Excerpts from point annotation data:
## Begin
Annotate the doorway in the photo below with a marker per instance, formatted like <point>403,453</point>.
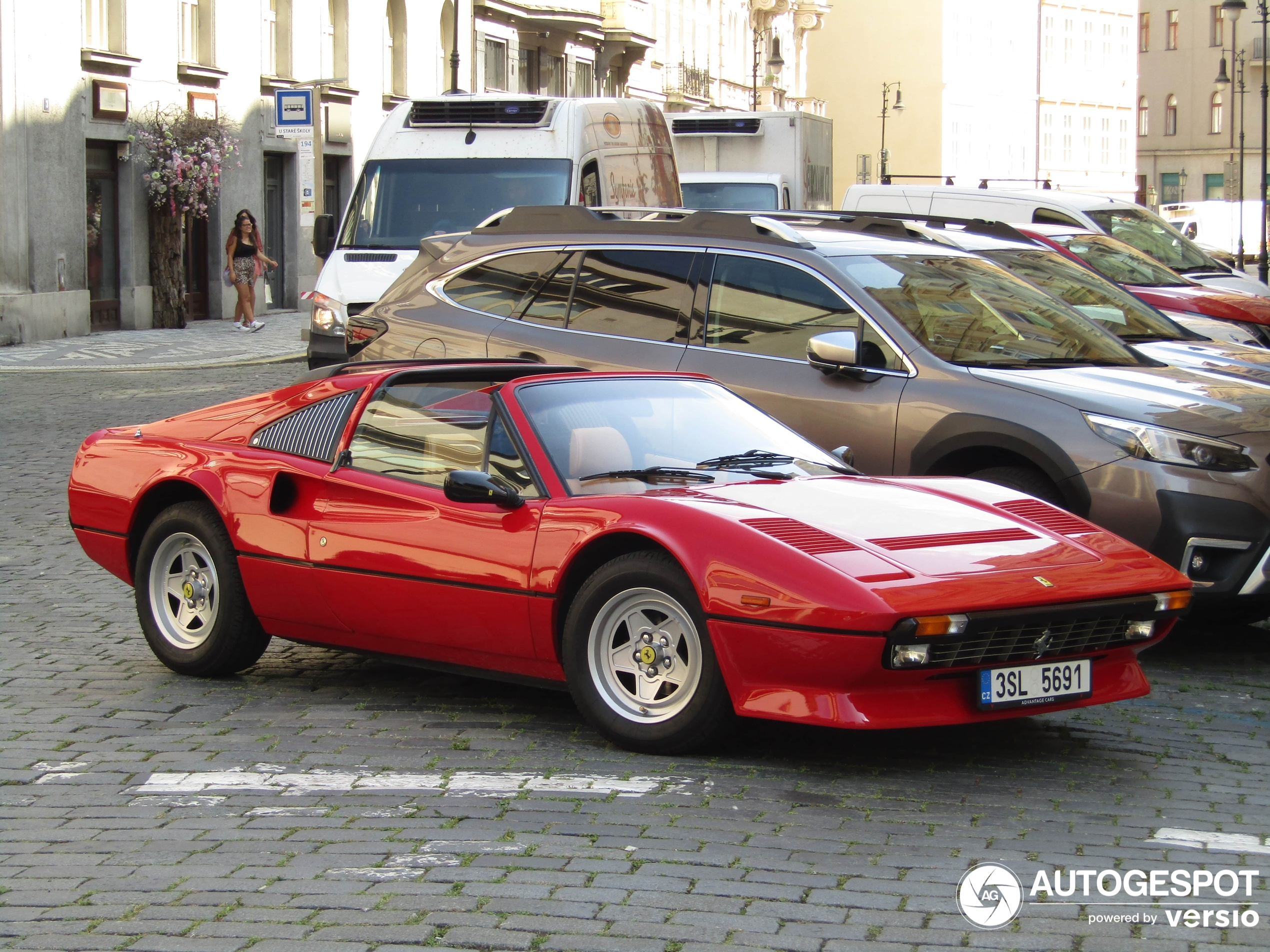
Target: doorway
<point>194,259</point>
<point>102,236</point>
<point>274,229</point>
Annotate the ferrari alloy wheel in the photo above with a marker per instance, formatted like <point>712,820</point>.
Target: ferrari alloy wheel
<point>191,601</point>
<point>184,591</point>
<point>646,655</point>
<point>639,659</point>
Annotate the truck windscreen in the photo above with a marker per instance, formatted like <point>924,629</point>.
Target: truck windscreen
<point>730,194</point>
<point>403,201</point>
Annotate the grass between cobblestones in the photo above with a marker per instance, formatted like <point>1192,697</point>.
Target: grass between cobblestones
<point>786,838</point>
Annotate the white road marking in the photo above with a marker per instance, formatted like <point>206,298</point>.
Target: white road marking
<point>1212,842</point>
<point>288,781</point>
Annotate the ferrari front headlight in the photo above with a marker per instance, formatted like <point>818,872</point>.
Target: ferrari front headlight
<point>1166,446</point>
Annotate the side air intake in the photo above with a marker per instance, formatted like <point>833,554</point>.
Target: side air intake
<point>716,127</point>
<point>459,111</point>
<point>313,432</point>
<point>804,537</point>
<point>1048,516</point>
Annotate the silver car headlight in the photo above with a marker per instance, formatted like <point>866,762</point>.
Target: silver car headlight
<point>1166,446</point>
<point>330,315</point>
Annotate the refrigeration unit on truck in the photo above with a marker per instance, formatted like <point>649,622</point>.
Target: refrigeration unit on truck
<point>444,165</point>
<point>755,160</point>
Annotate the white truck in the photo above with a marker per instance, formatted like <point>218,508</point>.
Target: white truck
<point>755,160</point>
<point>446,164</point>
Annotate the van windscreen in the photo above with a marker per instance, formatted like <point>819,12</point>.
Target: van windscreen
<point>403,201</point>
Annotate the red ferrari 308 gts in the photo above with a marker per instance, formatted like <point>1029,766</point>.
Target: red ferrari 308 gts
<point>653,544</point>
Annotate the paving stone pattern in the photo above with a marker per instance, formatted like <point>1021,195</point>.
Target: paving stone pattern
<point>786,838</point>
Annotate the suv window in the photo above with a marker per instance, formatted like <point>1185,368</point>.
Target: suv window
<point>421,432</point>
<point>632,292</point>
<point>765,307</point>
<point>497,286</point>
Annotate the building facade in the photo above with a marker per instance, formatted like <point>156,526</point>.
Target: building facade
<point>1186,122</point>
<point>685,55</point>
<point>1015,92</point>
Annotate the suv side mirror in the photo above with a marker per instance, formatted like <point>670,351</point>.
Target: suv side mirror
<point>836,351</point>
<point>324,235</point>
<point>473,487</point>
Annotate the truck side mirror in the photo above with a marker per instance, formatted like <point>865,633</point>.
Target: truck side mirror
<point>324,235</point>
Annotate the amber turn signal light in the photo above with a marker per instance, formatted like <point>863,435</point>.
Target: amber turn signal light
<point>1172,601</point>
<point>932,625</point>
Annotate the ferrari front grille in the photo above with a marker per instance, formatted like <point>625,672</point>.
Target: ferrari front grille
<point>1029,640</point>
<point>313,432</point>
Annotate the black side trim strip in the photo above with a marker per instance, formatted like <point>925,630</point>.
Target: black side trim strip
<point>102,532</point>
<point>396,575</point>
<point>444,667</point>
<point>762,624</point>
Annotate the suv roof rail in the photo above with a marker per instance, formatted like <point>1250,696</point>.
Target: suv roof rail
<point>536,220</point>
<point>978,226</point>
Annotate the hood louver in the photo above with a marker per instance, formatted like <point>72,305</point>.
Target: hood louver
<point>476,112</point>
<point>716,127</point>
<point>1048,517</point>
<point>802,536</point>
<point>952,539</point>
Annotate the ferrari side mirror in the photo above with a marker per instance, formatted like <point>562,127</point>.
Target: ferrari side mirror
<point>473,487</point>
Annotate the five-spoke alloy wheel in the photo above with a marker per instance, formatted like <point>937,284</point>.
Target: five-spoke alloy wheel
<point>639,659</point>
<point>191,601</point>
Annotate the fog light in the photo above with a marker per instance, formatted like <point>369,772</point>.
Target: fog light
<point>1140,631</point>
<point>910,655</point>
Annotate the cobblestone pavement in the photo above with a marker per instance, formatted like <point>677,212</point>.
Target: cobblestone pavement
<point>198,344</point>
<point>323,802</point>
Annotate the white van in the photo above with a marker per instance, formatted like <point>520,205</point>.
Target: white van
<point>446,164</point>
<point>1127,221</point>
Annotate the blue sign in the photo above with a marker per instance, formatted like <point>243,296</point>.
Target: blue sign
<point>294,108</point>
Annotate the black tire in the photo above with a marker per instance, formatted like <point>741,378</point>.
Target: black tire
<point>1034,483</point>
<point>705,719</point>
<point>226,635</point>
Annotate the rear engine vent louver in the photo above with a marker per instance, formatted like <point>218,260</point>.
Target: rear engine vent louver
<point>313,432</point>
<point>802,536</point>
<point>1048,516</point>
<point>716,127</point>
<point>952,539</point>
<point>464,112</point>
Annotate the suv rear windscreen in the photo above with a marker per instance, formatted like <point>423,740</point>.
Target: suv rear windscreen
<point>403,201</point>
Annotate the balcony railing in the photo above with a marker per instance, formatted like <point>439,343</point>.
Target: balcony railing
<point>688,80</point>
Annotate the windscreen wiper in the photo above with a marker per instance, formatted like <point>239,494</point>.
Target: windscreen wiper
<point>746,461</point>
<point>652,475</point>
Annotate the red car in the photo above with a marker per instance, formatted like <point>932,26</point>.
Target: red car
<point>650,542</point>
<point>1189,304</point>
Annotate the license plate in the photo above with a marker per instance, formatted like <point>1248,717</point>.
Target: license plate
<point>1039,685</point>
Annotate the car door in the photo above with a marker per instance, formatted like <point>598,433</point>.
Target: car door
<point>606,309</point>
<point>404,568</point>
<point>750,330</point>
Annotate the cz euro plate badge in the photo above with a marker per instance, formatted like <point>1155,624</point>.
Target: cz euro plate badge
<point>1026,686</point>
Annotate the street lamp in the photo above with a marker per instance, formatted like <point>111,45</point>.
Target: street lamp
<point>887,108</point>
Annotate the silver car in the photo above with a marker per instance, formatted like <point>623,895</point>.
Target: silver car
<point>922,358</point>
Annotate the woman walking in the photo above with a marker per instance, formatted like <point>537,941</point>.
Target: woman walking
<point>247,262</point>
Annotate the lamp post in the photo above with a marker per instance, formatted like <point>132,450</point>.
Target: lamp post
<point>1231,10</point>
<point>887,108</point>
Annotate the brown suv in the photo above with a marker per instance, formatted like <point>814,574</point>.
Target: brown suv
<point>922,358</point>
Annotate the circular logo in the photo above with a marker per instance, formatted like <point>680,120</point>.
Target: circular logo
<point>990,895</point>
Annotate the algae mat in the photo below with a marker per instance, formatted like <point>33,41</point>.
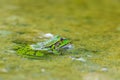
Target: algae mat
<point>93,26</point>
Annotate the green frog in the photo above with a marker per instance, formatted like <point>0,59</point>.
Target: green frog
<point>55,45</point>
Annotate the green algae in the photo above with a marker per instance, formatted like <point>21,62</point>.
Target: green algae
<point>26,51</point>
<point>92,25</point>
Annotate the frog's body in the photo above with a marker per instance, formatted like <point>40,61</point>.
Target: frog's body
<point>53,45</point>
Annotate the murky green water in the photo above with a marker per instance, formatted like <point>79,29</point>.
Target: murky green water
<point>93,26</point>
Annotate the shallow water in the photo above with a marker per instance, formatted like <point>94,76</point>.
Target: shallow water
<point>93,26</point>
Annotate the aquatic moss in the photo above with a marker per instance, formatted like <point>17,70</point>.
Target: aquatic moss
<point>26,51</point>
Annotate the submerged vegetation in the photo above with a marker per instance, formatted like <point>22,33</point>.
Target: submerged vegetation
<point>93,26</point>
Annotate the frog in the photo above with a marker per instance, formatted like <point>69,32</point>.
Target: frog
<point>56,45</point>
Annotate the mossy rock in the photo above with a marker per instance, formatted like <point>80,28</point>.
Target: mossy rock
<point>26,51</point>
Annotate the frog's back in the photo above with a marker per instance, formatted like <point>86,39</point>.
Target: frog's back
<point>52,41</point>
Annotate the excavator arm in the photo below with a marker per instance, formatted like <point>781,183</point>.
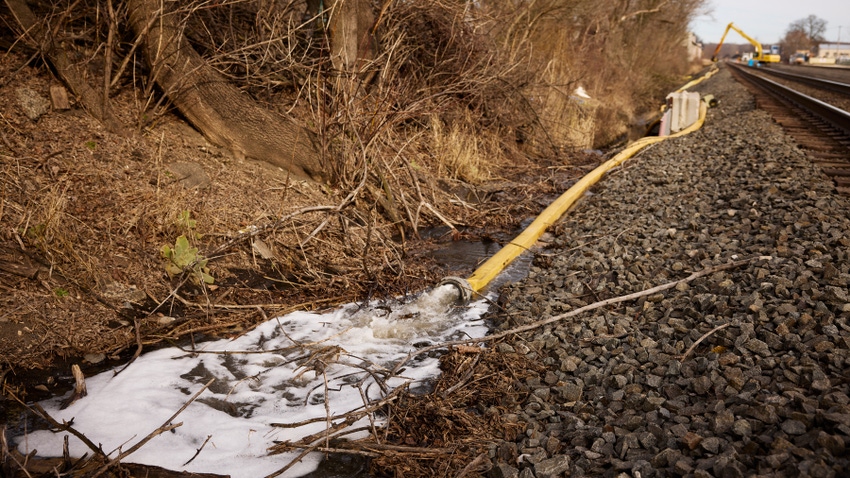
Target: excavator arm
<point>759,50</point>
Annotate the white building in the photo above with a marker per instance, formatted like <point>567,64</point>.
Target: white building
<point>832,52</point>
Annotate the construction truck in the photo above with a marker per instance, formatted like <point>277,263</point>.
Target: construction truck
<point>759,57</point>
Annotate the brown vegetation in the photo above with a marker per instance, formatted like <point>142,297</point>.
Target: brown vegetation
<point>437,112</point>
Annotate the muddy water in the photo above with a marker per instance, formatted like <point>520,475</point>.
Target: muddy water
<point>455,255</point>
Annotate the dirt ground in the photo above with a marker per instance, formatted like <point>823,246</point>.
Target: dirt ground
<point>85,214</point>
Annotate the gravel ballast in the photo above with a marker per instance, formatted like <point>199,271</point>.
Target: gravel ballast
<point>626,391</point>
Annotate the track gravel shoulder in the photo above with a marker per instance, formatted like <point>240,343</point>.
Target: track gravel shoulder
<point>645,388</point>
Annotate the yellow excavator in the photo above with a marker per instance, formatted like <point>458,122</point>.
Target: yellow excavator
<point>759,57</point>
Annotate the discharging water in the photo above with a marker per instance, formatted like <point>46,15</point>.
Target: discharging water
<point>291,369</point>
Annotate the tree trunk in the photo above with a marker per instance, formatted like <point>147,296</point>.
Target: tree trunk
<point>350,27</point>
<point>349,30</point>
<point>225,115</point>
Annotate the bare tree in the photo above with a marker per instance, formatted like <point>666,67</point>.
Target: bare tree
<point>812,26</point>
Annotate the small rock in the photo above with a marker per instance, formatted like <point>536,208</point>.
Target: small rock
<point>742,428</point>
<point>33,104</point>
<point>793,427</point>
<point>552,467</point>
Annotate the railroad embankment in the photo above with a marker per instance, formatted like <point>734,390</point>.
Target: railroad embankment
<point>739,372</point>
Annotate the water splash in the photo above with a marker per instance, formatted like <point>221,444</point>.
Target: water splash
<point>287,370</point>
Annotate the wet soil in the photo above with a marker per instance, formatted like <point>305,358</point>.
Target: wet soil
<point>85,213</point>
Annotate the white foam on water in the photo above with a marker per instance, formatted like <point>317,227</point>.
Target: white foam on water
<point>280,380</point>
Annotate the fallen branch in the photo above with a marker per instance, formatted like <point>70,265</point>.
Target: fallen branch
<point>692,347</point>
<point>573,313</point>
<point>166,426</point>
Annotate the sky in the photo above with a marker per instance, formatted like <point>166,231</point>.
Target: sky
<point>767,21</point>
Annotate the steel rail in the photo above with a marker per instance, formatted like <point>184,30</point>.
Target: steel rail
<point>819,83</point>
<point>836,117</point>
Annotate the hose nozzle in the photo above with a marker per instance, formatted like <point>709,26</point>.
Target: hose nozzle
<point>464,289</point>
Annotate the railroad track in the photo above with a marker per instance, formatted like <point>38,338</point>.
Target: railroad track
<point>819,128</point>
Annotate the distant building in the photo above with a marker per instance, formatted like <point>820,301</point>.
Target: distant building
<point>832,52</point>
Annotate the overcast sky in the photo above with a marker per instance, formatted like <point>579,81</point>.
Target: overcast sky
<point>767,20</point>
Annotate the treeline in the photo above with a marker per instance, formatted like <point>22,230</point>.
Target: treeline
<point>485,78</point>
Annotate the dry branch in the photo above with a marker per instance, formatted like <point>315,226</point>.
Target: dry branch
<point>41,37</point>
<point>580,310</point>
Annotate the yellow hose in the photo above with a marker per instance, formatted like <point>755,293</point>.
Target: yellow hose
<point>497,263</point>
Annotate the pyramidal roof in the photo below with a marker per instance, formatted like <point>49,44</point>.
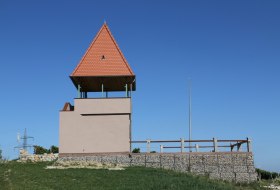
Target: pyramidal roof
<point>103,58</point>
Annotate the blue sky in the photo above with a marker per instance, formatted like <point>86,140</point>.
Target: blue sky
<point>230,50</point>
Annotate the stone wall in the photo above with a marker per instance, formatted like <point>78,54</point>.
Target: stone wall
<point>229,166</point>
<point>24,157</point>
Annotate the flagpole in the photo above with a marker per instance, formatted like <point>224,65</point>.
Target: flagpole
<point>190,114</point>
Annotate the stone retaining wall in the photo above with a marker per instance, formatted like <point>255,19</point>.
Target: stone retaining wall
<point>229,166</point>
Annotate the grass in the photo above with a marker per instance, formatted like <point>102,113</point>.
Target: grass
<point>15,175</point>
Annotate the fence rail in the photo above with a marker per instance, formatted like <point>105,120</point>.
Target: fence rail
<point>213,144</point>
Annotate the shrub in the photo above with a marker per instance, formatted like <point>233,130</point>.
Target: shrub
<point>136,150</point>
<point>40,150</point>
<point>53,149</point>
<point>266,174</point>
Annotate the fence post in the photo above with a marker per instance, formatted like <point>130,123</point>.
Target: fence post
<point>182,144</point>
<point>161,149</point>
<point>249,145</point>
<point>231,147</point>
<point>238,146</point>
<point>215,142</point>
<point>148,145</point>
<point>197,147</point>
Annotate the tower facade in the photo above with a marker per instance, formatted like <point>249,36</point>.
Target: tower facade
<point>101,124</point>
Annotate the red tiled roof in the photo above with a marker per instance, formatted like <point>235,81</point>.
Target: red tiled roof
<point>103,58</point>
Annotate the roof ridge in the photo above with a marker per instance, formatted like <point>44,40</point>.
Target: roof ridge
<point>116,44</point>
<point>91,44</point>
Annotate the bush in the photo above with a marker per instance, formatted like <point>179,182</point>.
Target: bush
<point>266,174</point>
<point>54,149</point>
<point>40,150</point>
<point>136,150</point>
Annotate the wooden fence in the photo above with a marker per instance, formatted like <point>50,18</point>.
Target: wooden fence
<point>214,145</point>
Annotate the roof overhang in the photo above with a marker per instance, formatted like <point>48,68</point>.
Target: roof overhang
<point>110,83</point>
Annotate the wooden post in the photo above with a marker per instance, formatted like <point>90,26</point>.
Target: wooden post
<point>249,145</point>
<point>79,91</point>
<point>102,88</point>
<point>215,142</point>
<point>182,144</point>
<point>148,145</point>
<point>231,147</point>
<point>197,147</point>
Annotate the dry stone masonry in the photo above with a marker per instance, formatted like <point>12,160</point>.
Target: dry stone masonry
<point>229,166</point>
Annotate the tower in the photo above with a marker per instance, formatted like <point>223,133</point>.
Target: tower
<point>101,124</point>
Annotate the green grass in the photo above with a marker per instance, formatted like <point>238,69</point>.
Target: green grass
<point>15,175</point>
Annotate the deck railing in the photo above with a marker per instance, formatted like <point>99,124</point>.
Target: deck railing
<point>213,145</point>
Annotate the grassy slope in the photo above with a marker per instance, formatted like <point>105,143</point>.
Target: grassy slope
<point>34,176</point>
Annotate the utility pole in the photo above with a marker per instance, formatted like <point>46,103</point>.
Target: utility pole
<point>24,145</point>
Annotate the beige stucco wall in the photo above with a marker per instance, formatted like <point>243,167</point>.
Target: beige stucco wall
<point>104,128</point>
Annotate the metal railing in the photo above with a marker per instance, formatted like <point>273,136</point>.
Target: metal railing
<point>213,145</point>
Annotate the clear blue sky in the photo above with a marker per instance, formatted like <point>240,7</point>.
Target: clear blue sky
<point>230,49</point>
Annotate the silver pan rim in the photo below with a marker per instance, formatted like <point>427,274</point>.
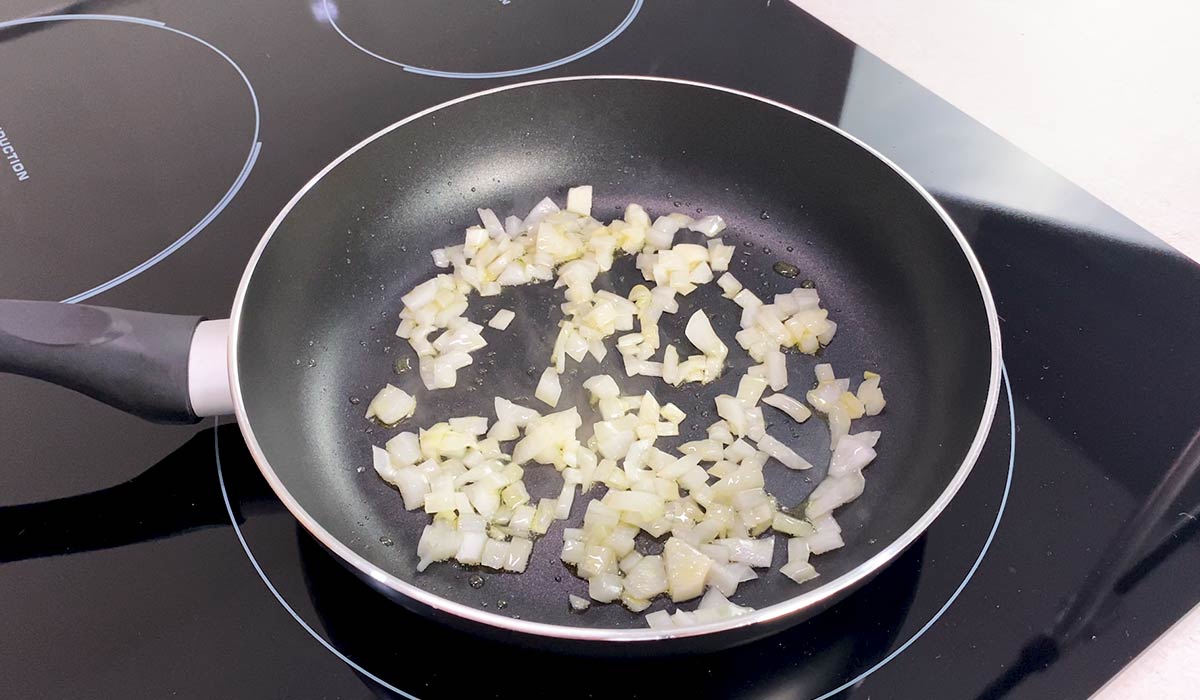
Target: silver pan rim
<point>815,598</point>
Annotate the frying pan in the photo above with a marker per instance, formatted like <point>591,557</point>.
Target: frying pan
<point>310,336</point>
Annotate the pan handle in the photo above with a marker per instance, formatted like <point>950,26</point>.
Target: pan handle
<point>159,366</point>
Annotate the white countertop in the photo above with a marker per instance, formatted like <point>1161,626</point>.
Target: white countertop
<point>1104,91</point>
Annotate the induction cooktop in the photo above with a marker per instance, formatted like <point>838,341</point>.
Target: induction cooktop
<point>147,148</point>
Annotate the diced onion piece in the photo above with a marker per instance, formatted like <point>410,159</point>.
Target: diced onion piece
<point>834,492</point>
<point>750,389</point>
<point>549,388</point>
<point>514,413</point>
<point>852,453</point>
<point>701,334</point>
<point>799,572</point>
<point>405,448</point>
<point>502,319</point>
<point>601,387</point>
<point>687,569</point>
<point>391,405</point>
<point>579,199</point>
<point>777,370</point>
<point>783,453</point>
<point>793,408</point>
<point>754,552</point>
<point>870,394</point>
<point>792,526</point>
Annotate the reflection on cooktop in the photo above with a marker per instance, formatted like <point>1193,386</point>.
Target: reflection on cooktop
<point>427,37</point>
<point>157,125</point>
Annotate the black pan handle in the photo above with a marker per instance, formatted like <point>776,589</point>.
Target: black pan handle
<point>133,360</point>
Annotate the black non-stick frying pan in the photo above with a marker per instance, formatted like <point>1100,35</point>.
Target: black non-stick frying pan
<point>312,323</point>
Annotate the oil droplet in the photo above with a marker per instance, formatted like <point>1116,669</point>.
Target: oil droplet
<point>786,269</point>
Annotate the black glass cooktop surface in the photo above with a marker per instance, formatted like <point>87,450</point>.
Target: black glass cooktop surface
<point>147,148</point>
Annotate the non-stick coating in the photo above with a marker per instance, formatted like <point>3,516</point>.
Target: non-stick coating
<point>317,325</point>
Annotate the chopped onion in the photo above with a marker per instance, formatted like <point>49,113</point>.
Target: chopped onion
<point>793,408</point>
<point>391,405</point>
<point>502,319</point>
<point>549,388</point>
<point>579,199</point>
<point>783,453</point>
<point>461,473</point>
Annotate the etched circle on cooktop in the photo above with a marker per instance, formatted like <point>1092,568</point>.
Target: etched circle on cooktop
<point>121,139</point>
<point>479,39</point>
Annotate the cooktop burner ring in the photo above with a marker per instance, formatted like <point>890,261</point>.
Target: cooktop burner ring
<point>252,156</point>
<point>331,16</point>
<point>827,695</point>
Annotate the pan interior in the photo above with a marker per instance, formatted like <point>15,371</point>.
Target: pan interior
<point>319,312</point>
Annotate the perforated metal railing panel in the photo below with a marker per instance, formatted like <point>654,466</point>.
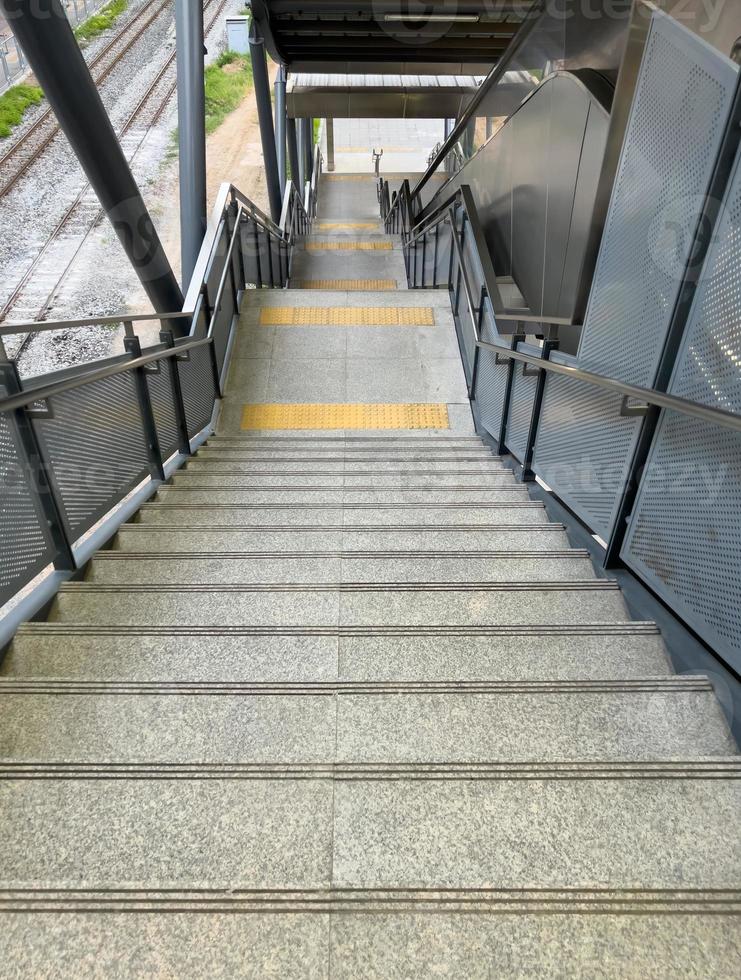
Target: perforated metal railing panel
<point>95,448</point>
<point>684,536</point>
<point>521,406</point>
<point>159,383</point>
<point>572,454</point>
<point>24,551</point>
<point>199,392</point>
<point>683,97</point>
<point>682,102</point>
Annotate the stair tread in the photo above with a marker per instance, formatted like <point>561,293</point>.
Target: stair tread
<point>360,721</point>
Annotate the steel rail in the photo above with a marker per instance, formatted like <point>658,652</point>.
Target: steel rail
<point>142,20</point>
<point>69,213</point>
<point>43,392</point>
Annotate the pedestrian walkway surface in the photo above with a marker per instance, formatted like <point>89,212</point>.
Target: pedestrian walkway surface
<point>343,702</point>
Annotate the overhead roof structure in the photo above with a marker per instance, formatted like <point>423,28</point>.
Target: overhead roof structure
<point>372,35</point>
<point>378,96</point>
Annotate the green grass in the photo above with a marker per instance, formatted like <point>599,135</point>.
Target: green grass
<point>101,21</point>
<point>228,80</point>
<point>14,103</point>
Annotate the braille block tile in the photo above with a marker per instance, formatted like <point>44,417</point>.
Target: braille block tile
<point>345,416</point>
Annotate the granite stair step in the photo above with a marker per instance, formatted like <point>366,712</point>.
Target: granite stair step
## End
Problem to work on:
Put the material between the lines holding "Annotate the bush" and "<point>34,176</point>", inclusive, into a two-column CSV headed instruction and response. Each row should hold, in quoted fields with line breaks turned into spaces, the text from one "Annotate" line through its "Target:" line under instruction and the points that follow under response.

Full answer:
instruction,response
"Annotate the bush in the photo above with a marker per instance, formatted like <point>179,182</point>. Target: bush","<point>266,174</point> <point>54,149</point> <point>40,150</point> <point>136,150</point>"
"Annotate the wooden fence in the photo above with a marker per instance, formatted like <point>50,18</point>. Target: wooden fence","<point>214,145</point>"
"Annotate the roof overhang in the photo above with a marker per instance, formatted like <point>48,68</point>. Target: roof overhang","<point>110,83</point>"
"Annotate the wooden post in the photo above with a marker per instance, formatted like <point>90,26</point>. Target: wooden post","<point>249,145</point> <point>79,91</point> <point>102,88</point> <point>215,142</point> <point>182,144</point> <point>148,145</point> <point>231,147</point> <point>197,147</point>"
"Annotate the dry stone masonry in the photo above with a marker per instance, formatted like <point>12,160</point>. Target: dry stone masonry","<point>229,166</point>"
"Annotate the tower in the photo above with a marker per instance, formatted like <point>223,133</point>. Target: tower","<point>101,124</point>"
"Annotate the green grass in the photo above with a marker per instance, formatted like <point>238,69</point>. Target: green grass","<point>15,175</point>"
"Annotate the deck railing in the photo above with a marker per instance, formatted like <point>99,124</point>. Target: deck railing","<point>213,145</point>"
"Annotate the grassy slope in the photo above with a marker per instance, formatted like <point>105,143</point>. Target: grassy slope","<point>34,176</point>"